— Start of WORKING DATA —

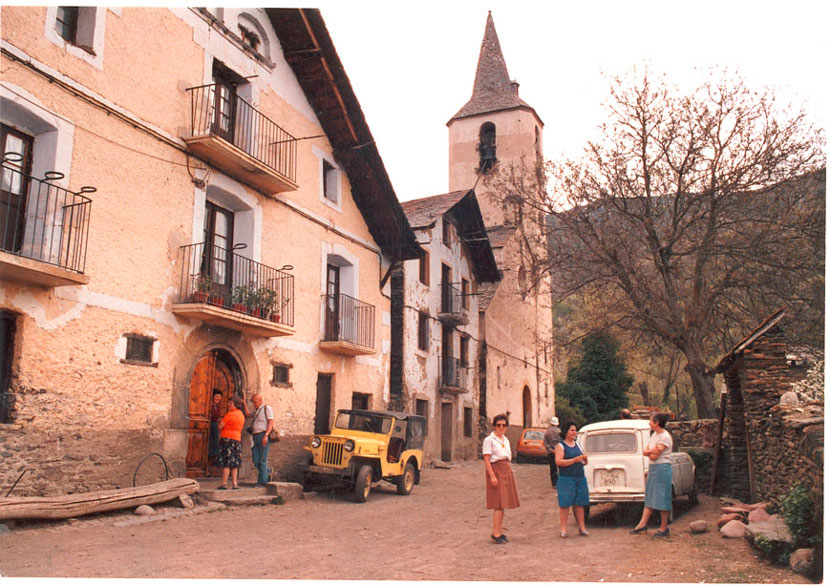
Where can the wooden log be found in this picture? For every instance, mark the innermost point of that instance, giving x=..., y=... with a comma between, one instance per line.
x=75, y=505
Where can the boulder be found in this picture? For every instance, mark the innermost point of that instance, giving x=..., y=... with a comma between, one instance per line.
x=730, y=517
x=756, y=515
x=735, y=509
x=801, y=561
x=733, y=530
x=789, y=398
x=186, y=502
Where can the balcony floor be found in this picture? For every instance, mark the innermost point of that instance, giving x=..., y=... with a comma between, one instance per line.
x=234, y=320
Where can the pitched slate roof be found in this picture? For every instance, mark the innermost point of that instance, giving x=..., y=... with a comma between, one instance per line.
x=462, y=206
x=492, y=89
x=310, y=52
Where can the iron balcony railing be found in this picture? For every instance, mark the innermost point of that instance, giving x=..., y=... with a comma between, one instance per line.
x=42, y=221
x=349, y=320
x=214, y=112
x=453, y=373
x=452, y=301
x=223, y=278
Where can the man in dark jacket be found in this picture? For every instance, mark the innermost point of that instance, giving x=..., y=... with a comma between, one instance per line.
x=553, y=436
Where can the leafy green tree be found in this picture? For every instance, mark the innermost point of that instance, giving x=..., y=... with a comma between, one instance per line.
x=598, y=382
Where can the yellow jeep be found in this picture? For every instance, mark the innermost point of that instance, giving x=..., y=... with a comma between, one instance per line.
x=366, y=447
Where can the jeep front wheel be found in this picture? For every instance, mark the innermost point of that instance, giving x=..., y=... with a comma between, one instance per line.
x=407, y=481
x=363, y=483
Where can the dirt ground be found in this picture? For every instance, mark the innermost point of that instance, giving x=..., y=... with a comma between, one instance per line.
x=439, y=532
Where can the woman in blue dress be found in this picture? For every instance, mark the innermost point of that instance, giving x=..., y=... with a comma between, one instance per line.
x=572, y=486
x=658, y=483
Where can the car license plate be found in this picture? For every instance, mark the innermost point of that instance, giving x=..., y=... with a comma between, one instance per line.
x=611, y=478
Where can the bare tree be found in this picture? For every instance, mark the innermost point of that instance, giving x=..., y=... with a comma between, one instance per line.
x=693, y=218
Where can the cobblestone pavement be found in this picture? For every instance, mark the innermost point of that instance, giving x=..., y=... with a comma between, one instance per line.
x=439, y=532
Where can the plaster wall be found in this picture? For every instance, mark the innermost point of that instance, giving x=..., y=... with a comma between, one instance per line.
x=68, y=378
x=422, y=367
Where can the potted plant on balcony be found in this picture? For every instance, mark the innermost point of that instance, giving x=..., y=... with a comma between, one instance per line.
x=239, y=299
x=202, y=287
x=267, y=297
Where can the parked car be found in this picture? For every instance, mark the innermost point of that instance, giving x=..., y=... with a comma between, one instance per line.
x=531, y=445
x=365, y=447
x=616, y=468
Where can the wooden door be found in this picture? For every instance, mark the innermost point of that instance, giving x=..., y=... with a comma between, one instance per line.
x=446, y=431
x=210, y=373
x=322, y=410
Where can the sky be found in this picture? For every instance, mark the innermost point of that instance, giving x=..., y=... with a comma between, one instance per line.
x=412, y=64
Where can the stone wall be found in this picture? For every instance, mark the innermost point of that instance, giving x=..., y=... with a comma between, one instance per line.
x=786, y=443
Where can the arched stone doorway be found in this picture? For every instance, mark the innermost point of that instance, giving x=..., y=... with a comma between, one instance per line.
x=216, y=369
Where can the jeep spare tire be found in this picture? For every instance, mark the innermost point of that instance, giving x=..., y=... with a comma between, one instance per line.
x=363, y=483
x=407, y=480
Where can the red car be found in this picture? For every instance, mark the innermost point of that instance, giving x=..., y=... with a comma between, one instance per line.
x=531, y=445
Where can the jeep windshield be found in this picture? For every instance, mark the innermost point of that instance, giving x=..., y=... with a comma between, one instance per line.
x=363, y=422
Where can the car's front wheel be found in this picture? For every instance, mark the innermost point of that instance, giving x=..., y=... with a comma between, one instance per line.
x=363, y=483
x=407, y=481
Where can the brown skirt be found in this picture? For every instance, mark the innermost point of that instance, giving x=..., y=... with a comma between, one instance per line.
x=505, y=495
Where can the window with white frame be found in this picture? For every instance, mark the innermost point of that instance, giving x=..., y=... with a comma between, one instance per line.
x=330, y=179
x=78, y=29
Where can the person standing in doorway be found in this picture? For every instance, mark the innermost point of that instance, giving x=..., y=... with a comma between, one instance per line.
x=501, y=486
x=261, y=426
x=553, y=436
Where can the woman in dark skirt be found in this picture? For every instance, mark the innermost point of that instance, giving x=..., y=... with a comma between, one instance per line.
x=501, y=486
x=230, y=443
x=658, y=483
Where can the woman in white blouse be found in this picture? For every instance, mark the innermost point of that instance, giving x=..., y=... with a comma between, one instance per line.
x=501, y=486
x=658, y=483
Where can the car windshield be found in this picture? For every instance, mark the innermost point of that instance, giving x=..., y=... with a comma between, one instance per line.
x=363, y=422
x=616, y=442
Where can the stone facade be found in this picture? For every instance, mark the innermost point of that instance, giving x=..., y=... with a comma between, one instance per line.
x=769, y=447
x=120, y=117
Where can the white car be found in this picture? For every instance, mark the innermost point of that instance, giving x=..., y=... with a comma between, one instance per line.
x=616, y=468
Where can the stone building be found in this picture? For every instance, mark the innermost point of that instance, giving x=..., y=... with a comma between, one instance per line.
x=768, y=446
x=438, y=303
x=235, y=237
x=493, y=131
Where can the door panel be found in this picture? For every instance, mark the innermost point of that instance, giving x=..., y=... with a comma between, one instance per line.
x=446, y=431
x=210, y=373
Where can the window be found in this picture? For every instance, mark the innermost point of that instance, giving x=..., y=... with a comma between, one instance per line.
x=66, y=23
x=446, y=232
x=360, y=401
x=330, y=179
x=423, y=331
x=14, y=187
x=423, y=269
x=7, y=330
x=486, y=147
x=139, y=350
x=422, y=409
x=280, y=377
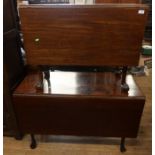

— End of WORKING DATA —

• GIVEN EXERCISE:
Lay out the lines of the records above as a JSON list of strings, one string per line, skipping blank lines and leaving out the pictures.

• RESULT BELOW:
[
  "Where can the wooden log be found in this picture? For every instance, mark the innermost point of that instance, giving x=..., y=... with a comma between, one instance per line.",
  "x=75, y=505",
  "Where can the boulder be found in this picture? For every instance, mark the innermost point of that instance, giving x=..., y=... with a comma between, one instance per line.",
  "x=730, y=517",
  "x=756, y=515",
  "x=735, y=509",
  "x=801, y=561",
  "x=733, y=530",
  "x=789, y=398",
  "x=186, y=502",
  "Where can the balcony floor be found in this picture? For every instance, mark the innermost point of that instance, giving x=..., y=... with a comma between, one instance per line.",
  "x=234, y=320",
  "Where can the pitched slate roof be found in this picture? For every instance, mark the innermost point of that instance, giving x=..., y=... with a comma between, one instance per line.",
  "x=462, y=206",
  "x=492, y=89",
  "x=310, y=52",
  "Where can the iron balcony railing be found in this picture? For every instance, mark the innermost point of that instance, giving x=..., y=... with a comma between, one instance per line.",
  "x=42, y=221",
  "x=349, y=320",
  "x=214, y=112",
  "x=453, y=373",
  "x=452, y=301",
  "x=223, y=278",
  "Where can the man in dark jacket be found in this picture? For every instance, mark the innermost point of that instance, giving x=..., y=... with a comma between, one instance per line.",
  "x=553, y=436",
  "Where can the leafy green tree be found in this picture? For every instance, mark the innermost point of that instance, giving x=..., y=... with a comma between, one instance per line.",
  "x=598, y=382",
  "Where can the yellow jeep be found in this picture? For every instance, mark the innermost point of that instance, giving x=..., y=... with a comma between, one instance per line.",
  "x=366, y=447",
  "Where can the jeep front wheel be found in this picture? For every instance, mark the innermost point of that instance, giving x=..., y=... with a comma between, one instance per line.",
  "x=407, y=481",
  "x=363, y=483",
  "Where can the dirt ground be found in this picture? For every instance, mark the innermost point of that instance, giving x=..., y=... with a comma between, one instance per line.",
  "x=439, y=532",
  "Where can the woman in blue dress be found in this picture? For every instance, mark the innermost point of that instance, giving x=..., y=... with a comma between, one instance per line.",
  "x=572, y=486",
  "x=658, y=483",
  "Where can the car license plate be found in this picture? For every instance, mark the innermost point of that instance, giving x=..., y=... with a comma between, one instance per line.",
  "x=611, y=478",
  "Where can the bare tree be found in this picture? For every instance, mark the innermost point of that instance, giving x=..., y=... with a comma between, one instance per line.",
  "x=693, y=218",
  "Where can the cobblestone pavement be found in this picture? For every instance, mark the innermost point of that instance, giving x=..., y=... with a comma between, one instance per line.",
  "x=439, y=532",
  "Where can the plaster wall be found in this picture? For every instance, mark the innermost point of that instance, giving x=..., y=... with a comma between, one instance per line.",
  "x=68, y=378",
  "x=422, y=367",
  "Where can the potted plant on balcony be found in this picture? For every instance, mark the innermost point of that instance, giving x=..., y=... with a comma between, one instance per line.",
  "x=239, y=299",
  "x=202, y=287",
  "x=267, y=297",
  "Where can the parked car be found in this picture? For every instance, mark the innermost point of that instance, giving x=..., y=... with a comma between, one instance per line.",
  "x=531, y=445",
  "x=365, y=447",
  "x=616, y=468",
  "Where can the wooden door be found in this picture? For every instance, mark the innermost point of that instance, giving x=..., y=... with a comma between, one instance per line.",
  "x=446, y=431",
  "x=210, y=373",
  "x=322, y=410",
  "Where can the sky be found in this picture? For every instance, mark the innermost point of that instance, giving x=..., y=... with a comma between, one instance per line.",
  "x=412, y=64",
  "Where can the stone wall be found in this picture? For every instance, mark the innermost point of that instance, giving x=..., y=... with a comma between, one instance per line.",
  "x=786, y=443",
  "Where can the arched stone doorway be found in this picture? For every instance, mark the innermost point of that instance, giving x=..., y=... with a comma between, one instance per line.",
  "x=216, y=369",
  "Where can the jeep spare tire be found in this picture? For every instance, mark the innermost point of that instance, giving x=..., y=... with a comma between, one instance per line.",
  "x=363, y=483",
  "x=407, y=480",
  "Where can the red car be found in this picture? For every instance, mark the innermost point of that instance, giving x=..., y=... with a comma between, one instance per line.",
  "x=531, y=445",
  "Where can the jeep windshield be found in this picture? For every instance, mark the innermost point of that instance, giving x=..., y=... with a comma between, one instance per line.",
  "x=363, y=422",
  "Where can the car's front wheel be found in this picture? For every instance, mark the innermost point of that instance, giving x=..., y=... with a comma between, one instance per line.",
  "x=363, y=483",
  "x=407, y=481",
  "Where can the brown skirt be found in this picture? For every instance, mark the innermost point of that instance, giving x=..., y=... with a comma between, one instance per line.",
  "x=505, y=495",
  "Where can the window with white frame be found in this picture? For every instance, mark the innermost point of that instance, giving x=..., y=... with a comma between, one instance per line.",
  "x=330, y=179",
  "x=78, y=29",
  "Where can the person standing in doorway be found in this picture? For every instance, mark the innermost point of that instance, giving x=..., y=... with a comma between, one instance per line.",
  "x=501, y=486",
  "x=261, y=426",
  "x=553, y=436",
  "Where can the woman in dark skirt be found in this picture? For every instance, mark the innermost point of that instance, giving x=..., y=... with a comma between, one instance per line.",
  "x=501, y=486",
  "x=230, y=443",
  "x=658, y=483",
  "Where can the woman in white blouse be found in this picture? For every instance, mark the innermost point of that instance, giving x=..., y=... with a comma between, one instance per line.",
  "x=501, y=486",
  "x=658, y=483",
  "Where can the car windshield be found in this picture? For every instance, mark the innermost point of that instance, giving x=..., y=... with a comma between, one instance per line.",
  "x=363, y=422",
  "x=616, y=442",
  "Where can the stone facade be found in this picture? For every instance, mark the innermost point of that instance, giving x=..., y=... with a comma between, one instance per line.",
  "x=769, y=447",
  "x=120, y=117",
  "Where can the white car be found in this picture? For every instance, mark the innermost point of that instance, giving x=..., y=... with a comma between, one instance per line.",
  "x=616, y=468",
  "Where can the stone building be found in this picture? For every instance, mark the innermost point of that instance, giving x=..., y=... with a comma between, one instance per line.",
  "x=768, y=446",
  "x=438, y=303",
  "x=235, y=237",
  "x=493, y=131",
  "Where can the door panel be found in this picture? For every instance, mark the innermost point of that instance, giving x=..., y=... with a comma between, one instance per line.",
  "x=446, y=431",
  "x=210, y=373",
  "Where can the window be found in this picture? For every instance, mark the innermost point of that instance, giving x=..., y=... with a comma between, one instance per line.",
  "x=66, y=23",
  "x=446, y=232",
  "x=360, y=401",
  "x=330, y=179",
  "x=423, y=331",
  "x=14, y=187",
  "x=423, y=269",
  "x=7, y=330",
  "x=486, y=147",
  "x=139, y=350",
  "x=422, y=409",
  "x=280, y=377"
]